## What the task requires:
Everything in the listing except the pictures should be written out exactly.

# Dataset excerpts start

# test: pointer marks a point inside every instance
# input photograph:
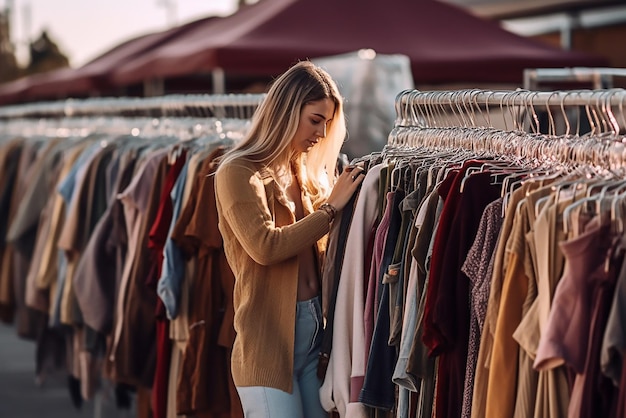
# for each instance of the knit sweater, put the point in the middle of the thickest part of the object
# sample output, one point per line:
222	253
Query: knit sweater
262	241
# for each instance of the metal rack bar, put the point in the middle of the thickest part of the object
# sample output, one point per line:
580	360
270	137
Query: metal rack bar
170	105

# Dataset excerpts end

## Full output:
# test: pointer marks a point inside every instance
# input photograph:
# for each instance of the knit sweater, put the point in the middle of the thickest part of the object
# sample output, one point per line:
222	253
Query: knit sweater
262	241
# for each instance of the metal rack bar, put the point in the middle of the thickest part of the object
# sample output, one point per line:
580	360
270	137
Query: metal rack bar
170	105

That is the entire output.